Published September 09, 2013
LOS ANGELES – In 1977, the breakthrough docudrama “Pumping Iron” not only catapulted Arnold Schwarzenegger into the public eye, but it also broke down much of the mystery surrounding the lives of the mighty and muscle men as they prepared for the 1975 Mr. Olympia showdown. Now 36 years later, filmmaker Vlad Yudin has brought to life a revived version of the iconic flick, titled “Generation Iron,” in an effort to shed light on what today’s champions go through.
“The bodybuilding sport is very misunderstood and has so many stereotypes associated with it. I really wanted to focus on the lives of these athletes and explore what motivates and inspires them both in this unique world and in their everyday lives,” Yudin told FOX411. “Until now, the bodybuilders were always portrayed as one dimensional, unintelligent and uninteresting characters in the mass media which is far from the actual truth. In ‘Generation Iron,’ we go beyond the surface and actually get to know the guys and their extremely unorthodox profession.”
The film busts some myths about the sport along the way – like the notion that bodybuilders use steroids to get buff. Yudin acknowledged that while performance-enhancing substances are out there, not everyone is using them. And according to the reigning Mr. Olympia, and the documentary’s star, Phil Heath, who is preparing to take home his third Olympia title in Vegas on September 28, absolutely nothing can replace good old-fashioned hard work.
“We have to know how to eat right, train right and take the right over-the-counter supplements,” he told us. “There are always going to be misconceptions about what we are doing. When it comes to personal appearance, people are quick to cast judgment on people who look better than them. It’s part of the human inferiority complex.”
Heath, who started his athletic trajectory as a basketball hopeful and a college IT major, is currently consuming around 5,000 calories a day of “real food”--no extra protein drinks-- as well as doing an hour-and-a-half of cardio and another hour-and-a-half of weights each day.
“Yet the last thing you want is to go into completion exhausted, so getting enough rest is crucial,” Heath continued. “The body is dynamic. You can eat something and get bloated in minutes. You make one bad step and it could cost you the race.”
Narrated by Academy Award nominee Mickey Rourke, “Generation Iron” additionally features appearances by an array of former industry leaders including Jay Cutler, Lou Ferrigno and of course, Arnold Schwarzenegger.

WHAT TO DO:
a – In the article about the documentary "Generation Iron," translate this sentence into Spanish: "The bodybuilding sport is very misunderstood and has so many stereotypes associated with it."
b – From the article about the documentary "Generation Iron," set down the passage between "The film busts" and "old-fashioned hard work.", inclusive.

RECORDED DATA:
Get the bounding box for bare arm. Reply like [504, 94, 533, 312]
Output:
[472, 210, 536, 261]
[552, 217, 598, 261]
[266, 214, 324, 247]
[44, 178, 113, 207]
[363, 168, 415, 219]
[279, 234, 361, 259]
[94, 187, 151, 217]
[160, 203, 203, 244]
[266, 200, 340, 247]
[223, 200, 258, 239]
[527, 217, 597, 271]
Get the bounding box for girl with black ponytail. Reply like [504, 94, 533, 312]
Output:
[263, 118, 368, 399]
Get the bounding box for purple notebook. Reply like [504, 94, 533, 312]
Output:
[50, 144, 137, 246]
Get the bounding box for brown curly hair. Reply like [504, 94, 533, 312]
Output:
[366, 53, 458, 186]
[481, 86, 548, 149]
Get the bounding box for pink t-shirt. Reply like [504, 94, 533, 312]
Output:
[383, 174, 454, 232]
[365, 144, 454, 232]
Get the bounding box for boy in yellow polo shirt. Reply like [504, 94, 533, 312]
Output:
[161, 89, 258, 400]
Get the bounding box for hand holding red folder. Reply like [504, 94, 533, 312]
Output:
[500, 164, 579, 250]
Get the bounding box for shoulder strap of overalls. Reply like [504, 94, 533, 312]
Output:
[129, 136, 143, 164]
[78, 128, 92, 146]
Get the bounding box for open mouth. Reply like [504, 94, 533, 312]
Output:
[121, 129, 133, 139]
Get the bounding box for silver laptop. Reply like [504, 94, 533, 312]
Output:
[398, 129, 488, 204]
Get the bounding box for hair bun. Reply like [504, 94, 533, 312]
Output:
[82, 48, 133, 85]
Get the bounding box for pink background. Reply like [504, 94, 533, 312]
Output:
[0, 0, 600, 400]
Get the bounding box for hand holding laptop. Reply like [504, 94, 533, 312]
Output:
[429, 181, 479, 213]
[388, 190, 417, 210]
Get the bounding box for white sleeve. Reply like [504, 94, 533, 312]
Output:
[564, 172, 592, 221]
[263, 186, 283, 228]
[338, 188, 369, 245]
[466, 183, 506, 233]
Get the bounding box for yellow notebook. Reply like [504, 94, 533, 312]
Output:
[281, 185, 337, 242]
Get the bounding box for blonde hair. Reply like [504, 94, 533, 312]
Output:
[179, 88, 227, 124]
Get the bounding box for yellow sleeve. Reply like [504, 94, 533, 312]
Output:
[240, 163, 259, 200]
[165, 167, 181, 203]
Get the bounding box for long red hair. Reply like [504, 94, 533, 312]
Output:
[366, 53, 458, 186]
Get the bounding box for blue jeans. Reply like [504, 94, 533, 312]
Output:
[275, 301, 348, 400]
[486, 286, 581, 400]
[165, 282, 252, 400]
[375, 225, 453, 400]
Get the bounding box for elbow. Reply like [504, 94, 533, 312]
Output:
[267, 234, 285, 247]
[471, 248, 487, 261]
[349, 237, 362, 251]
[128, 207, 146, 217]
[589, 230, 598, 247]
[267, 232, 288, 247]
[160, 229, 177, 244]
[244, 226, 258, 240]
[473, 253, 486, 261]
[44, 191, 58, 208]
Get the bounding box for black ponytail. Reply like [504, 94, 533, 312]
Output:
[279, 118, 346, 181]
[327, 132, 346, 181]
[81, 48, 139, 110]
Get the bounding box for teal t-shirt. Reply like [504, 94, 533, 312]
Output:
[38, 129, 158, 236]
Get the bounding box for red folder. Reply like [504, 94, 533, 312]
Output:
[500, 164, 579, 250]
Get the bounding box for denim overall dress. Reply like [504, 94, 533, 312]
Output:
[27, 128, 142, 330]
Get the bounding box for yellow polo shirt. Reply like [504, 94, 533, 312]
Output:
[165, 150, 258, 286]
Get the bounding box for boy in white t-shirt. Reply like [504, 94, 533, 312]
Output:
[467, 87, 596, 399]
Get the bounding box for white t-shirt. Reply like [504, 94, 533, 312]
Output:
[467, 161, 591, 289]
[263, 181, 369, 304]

RESULTS BY TASK:
a – El deporte del culturismo es muy incomprendido y tiene muchísimos estereotipos asociados a él.

b –
The film busts some myths about the sport along the way – like the notion that bodybuilders use steroids to get buff. Yudin acknowledged that while performance-enhancing substances are out there, not everyone is using them. And according to the reigning Mr. Olympia, and the documentary’s star, Phil Heath, who is preparing to take home his third Olympia title in Vegas on September 28, absolutely nothing can replace good old-fashioned hard work.